Beispielhaft für diese Wechselwirkung sei laut der WWF der afrikanische Waldelefant. Dessen Bestände seien in einigen Gebieten bereits um mehr als 90 Prozent zurückgegangen. Doch ohne den Waldelefanten verändere sich die Zusammensetzung des Waldes derart, dass dieser weitaus weniger Kohlenstoff speichern könne. Gleichzeitig sei die Nahrungsversorgung und damit die Gesundheit der Tiere durch die Klimakrise in Gefahr.

Wie für viele Menschen sind für Flor Delicia Ramos Barba aus Santa Cruz in Bolivien die Folgen in ihrer direkten Umgebung wahrnehmbar. "Vor drei Jahren konnte man in der Nähe der Gemeinde noch das Brüllen des Jaguars hören, aber jetzt nicht mehr", erklärt sie gegenüber Associated Press. "Die Tiere in der Gemeinde sind jetzt verschwunden. Diesen Mangel spüren wir auch in den Flüssen. Früher gingen die Menschen zum Fischen, um ihre Familien zu ernähren, aber jetzt gibt es keine Fische mehr. Auch die Baumarten sind verschwunden."

Aufgabenstellung:
[a] Wiederhole aus dem Auszug über den Artenschwund wortgetreu den Abschnitt von „Beispielhaft für diese“ bis „Klimakrise in Gefahr.“.
[b] Greife den Auszug über den Artenschwund an seinem Ende auf und schreibe ihn weiter.

Datensätze:
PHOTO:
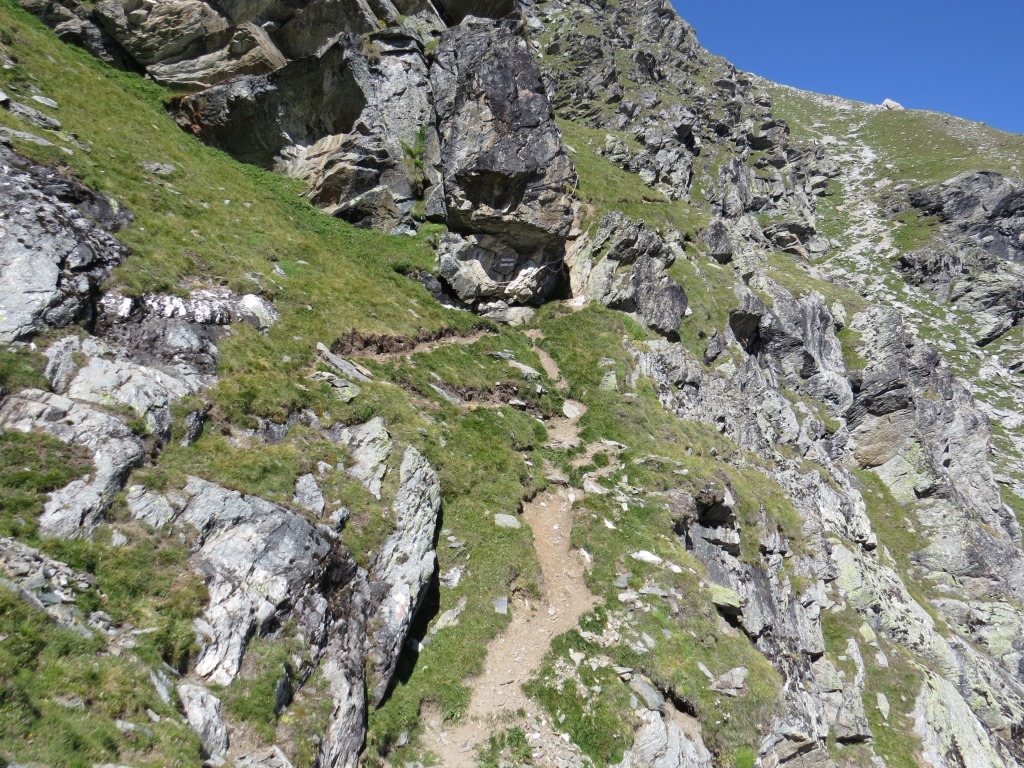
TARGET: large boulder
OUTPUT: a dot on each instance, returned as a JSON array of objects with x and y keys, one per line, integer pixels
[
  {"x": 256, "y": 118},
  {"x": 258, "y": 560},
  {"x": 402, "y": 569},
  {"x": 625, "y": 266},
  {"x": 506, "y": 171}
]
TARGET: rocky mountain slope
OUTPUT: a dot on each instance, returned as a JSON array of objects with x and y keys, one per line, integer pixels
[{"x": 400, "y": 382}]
==
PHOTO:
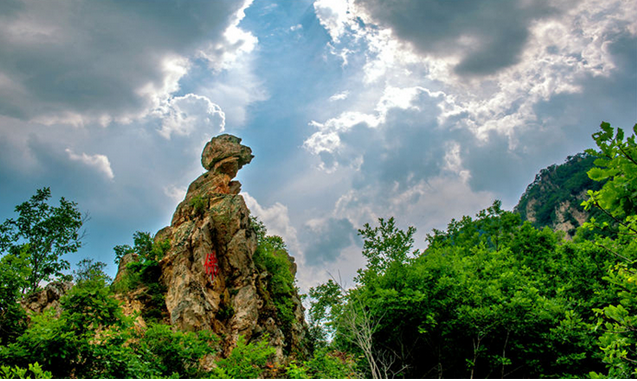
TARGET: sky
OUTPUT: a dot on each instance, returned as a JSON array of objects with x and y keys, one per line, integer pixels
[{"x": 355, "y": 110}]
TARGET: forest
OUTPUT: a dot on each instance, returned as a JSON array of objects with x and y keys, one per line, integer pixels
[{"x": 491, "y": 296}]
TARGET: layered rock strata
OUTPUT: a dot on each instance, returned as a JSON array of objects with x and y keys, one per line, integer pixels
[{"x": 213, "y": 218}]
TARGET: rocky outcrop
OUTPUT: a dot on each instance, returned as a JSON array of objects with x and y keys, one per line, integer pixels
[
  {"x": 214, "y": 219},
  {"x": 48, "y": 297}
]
==
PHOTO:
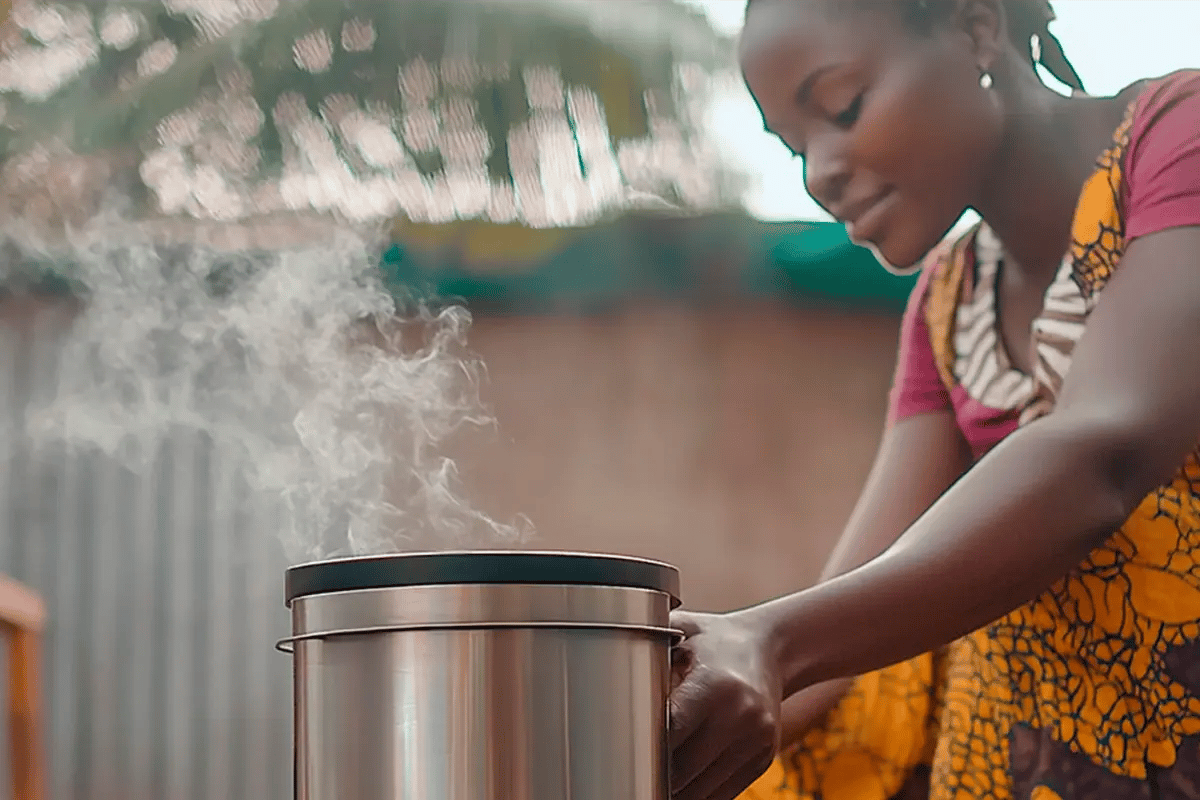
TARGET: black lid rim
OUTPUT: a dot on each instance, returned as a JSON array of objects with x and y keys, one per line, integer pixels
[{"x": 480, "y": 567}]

Ergebnisse:
[a]
Beispielhaft für diese Wechselwirkung sei laut der WWF der afrikanische Waldelefant. Dessen Bestände seien in einigen Gebieten bereits um mehr als 90 Prozent zurückgegangen. Doch ohne den Waldelefanten verändere sich die Zusammensetzung des Waldes derart, dass dieser weitaus weniger Kohlenstoff speichern könne. Gleichzeitig sei die Nahrungsversorgung und damit die Gesundheit der Tiere durch die Klimakrise in Gefahr.

[b]
Die Autoren des Reports betonen, dass keine Zeit mehr zu verlieren ist, und forderten die Politik auf, Wilderei und illegalen Handel mit bedrohten Arten zu stoppen, den Verlust von Lebensraum zu bremsen, die Erderhitzung zu begrenzen und die Übernutzung von Tieren und Natur zu beenden. Außerdem fordern sie die politischen Entscheidungsträger auf, die Wirtschaft so umzugestalten, dass natürliche Ressourcen einen angemessenen Wert erhalten.
Zudem wird im Living Planet Report 2022 unterstrichen, dass die Anerkennung und Achtung der Rechte, der Regierungsführung und der Führungsrolle der indigenen Völker und der lokalen Gemeinschaften für eine naturverträgliche Zukunft unerlässlich ist.